SUPPLIED TEXT:
════════

Unless stated otherwise, we assume that streams of video or audio are stored on the middle track of the disk drive, thus reporting on the average case. Further we assume that the read throughput of the flash is equal to the write throughput. We take into account the erasing overhead of flash by assuming a low absolute throughput. Recently, Intel and Micron developed a technology for NAND flash, whereby a flash chip can reach throughput of up to 200 MB/s for reading data and 100 MB/s for writing data [1]. This technology will cut on costs to realize our proposed NVMBA with flash memory. Also, we assume no best-effort service (γ = 0). We fix β = 10 due to the minor contribution of its energy. As we see shortly, even having a DRAM capacity that is one order of magnitude larger than the real-time buffer (i.e., β = 10), DRAM energy is four orders of magnitude smaller than the total energy of the system, thanks to flash.

6.1.1 Buffer Capacities

The capacity of the primary buffer (Flash in NVMBA and DRAM in DRAMBA) is approximately 39 Mb (megabit). The capacity of the secondary buffer (i.e., DRAM in NVMBA) is approximately 4 Kb. These capacities are for α = 1 and β = 1, respectively. Due to the use of a flash primary buffer, the DRAM capacity drops by four orders of magnitude in NVMBA compared to DRAMBA.

6.1.2 Power Dissipation

The primary buffer pre-fetches large amounts of data from the disk drive. Here, we compare the influence of pre-fetching for α > 1 on the average power dissipated in one refill cycle (T d). We let α range over [1 − 10) and study the resulting power dissipation for each architecture. This range suffices to show the trends for both architectures (see Fig. 8).

Figure 8
figure 8

Average power dissipation in one cycle (T d) of the respective architectures, differentiated to components (a, b).

NVMBA—Fig. 8a shows that by using a flash capacity that is just twice as large as the break-even buffer (i.e., α = 2), the average power drops about 100 mW (approximately 35%). An additional decrease of about 80 mW is possible at α = 5 (approximately 55% relative to α = 1). As α increases, the number of spinups, seeks, and spindowns decreases, decreasing the amount of overhead that can be saved on. This corresponds to Amdahl’s law, for which the power curve flattens for large values of α.

Increasing β results in larger DRAM capacities, and thus more power dissipation. Although the DRAM capacity is scaled up ten times (i.e., β = 10) in Fig. 8, its capacity remains in the order of tens of kilobits and its power dissipation is in the order of a few micro Watts. In contrast, the total power dissipation is in the order of hundreds of milliwatts. This explains why the DRAM power contribution disappears in Fig. 8a.

Figure 8a also shows a constant contribution of flash to the total power distribution. This is unsurprising, since increasing the mount of pre-fetching into flash capacity increases proportionally to the amount of time during which it sustains video streaming, keeping the ratio constant.

════════

WRITTEN EXERCISE:
Please write the next part of the passage on flash and DRAM buffer power, picking up right after its final sentence. The lines after this passage come from an unrelated source.

DATASET CONTENT:
════════

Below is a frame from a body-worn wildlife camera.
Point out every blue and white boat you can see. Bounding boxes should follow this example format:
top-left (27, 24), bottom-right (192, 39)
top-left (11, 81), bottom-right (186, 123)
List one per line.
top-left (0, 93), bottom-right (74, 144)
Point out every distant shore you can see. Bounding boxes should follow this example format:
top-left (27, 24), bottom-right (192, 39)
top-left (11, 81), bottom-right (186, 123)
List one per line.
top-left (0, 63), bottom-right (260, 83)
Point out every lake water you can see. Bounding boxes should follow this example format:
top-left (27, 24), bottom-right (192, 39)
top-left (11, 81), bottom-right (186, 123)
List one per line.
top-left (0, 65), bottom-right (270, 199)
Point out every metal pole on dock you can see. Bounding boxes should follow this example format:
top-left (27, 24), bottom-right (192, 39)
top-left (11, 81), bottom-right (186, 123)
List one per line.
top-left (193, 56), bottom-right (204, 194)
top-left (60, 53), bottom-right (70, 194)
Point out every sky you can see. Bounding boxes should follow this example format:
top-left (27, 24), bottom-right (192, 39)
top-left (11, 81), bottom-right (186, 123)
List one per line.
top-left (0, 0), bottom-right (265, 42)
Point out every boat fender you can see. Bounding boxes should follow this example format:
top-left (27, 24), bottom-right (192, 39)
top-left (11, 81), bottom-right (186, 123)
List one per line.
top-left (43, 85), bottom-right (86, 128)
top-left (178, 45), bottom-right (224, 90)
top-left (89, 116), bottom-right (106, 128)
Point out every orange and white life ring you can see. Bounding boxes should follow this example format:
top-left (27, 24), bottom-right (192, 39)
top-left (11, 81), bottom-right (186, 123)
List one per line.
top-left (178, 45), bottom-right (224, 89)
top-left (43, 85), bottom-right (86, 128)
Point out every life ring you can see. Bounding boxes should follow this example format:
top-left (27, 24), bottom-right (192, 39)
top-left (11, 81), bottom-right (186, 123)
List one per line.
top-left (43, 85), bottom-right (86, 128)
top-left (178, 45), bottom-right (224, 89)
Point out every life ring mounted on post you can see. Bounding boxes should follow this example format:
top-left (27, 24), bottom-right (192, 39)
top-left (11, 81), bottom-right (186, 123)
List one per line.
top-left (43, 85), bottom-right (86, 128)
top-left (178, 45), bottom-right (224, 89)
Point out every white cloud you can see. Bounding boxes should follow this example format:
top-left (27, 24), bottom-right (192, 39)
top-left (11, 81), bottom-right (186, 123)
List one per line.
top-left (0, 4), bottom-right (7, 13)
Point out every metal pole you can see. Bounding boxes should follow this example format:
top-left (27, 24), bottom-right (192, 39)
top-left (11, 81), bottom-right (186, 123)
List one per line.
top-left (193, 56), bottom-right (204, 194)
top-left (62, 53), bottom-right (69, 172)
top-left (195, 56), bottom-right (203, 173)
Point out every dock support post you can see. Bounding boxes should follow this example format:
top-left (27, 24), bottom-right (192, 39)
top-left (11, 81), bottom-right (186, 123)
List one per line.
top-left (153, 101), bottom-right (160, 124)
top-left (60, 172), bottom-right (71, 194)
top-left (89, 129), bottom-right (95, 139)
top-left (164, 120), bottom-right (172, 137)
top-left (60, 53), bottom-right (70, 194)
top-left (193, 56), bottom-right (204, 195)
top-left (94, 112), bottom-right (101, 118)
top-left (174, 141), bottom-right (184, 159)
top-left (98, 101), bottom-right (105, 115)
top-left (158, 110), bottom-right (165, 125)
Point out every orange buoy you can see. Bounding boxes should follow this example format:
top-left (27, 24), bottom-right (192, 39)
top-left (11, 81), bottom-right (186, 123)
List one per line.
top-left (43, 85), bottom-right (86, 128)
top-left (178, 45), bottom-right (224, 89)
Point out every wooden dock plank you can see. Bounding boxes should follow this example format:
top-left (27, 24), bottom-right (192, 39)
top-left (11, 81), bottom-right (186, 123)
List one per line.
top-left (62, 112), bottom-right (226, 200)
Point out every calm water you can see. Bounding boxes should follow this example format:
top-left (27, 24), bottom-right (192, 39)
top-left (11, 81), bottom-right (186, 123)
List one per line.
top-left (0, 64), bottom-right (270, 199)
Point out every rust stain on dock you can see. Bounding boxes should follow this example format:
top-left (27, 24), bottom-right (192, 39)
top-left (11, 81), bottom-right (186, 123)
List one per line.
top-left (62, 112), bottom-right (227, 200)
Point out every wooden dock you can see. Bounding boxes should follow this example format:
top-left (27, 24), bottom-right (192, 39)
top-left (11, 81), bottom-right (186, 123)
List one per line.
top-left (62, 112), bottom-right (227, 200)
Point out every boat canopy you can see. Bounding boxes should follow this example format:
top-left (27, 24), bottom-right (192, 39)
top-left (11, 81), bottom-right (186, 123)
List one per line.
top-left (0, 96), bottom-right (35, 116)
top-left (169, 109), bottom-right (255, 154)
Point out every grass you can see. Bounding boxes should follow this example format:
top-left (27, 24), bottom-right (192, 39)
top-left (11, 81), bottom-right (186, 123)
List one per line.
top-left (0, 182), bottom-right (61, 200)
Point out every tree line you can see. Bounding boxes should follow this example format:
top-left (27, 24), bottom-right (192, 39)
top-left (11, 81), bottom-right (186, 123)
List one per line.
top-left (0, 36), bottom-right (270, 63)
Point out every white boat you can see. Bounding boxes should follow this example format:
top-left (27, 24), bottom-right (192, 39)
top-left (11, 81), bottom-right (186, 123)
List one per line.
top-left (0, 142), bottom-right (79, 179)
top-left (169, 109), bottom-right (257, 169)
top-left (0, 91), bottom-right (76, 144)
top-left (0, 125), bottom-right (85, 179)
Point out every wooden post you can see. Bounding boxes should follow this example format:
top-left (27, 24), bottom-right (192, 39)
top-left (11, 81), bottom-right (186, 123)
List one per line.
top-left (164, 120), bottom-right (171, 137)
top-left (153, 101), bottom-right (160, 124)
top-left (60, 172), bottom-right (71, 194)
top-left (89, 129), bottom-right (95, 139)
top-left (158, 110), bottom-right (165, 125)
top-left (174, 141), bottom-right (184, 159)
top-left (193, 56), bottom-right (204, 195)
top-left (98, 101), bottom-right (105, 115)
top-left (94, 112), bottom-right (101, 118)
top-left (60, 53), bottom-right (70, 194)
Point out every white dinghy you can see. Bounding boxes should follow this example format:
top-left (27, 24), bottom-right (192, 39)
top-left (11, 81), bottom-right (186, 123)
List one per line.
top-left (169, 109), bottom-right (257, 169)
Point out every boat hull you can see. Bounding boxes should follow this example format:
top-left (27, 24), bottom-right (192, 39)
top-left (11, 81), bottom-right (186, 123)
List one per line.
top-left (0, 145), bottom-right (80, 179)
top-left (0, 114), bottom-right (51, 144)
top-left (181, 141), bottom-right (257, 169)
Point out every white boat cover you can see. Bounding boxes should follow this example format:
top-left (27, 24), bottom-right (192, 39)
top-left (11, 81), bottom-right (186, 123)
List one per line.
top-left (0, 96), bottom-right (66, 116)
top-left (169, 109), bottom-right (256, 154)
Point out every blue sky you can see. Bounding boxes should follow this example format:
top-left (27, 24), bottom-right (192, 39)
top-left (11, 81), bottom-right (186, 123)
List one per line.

════════

RESULT OF THIS TASK:
DRAMBA—Unlike NVMBA, DRAMBA has a maximum energy saving at α = 4, where the total energy consumption is minimal. DRAM energy consumption worsens for values of α larger than 4, because DRAM retention energy increases proportionally with its increasing capacity. DRAMBA has a minimum power dissipation of approximately 0.22 W, whereas NVMBA can drop below 0.15 W.

6.1.3 Difference in Energy Consumption

Figure 9 plots the difference in energy consumption for the 2048 Kbps between NVMBA and DRAMBA calculated as \(\frac{E_{\rm{DRAMBA}} - E_{\rm{NVMBA}}}{E_{\rm{DRAMBA}}}\). NVMBA consumes more energy for α = 1 (i.e., break-even capacity). The break-even capacity (1) does not achieve energy saving in either architecture and NVMBA (2) incurs additional energy to read and write data to/from flash. For these two reasons, NVMBA consumes more energy. On the other hand, for all α > 1 NVMBA consumes less energy, because NVMBA saves on the DRAM retention energy. The saving trend for large values of α is, in fact, steeper than the actual saving of NVMBA (compare Fig. 8a to Fig. 9). This is because the energy consumption of DRAMBA worsens after α = 4, making the trend look similar to that for small values of α. The saving at α = 4 (the maximum saving point of DRAMBA) is 17%. Further increase in energy saving in NVMBA is possible but at larger setup cost.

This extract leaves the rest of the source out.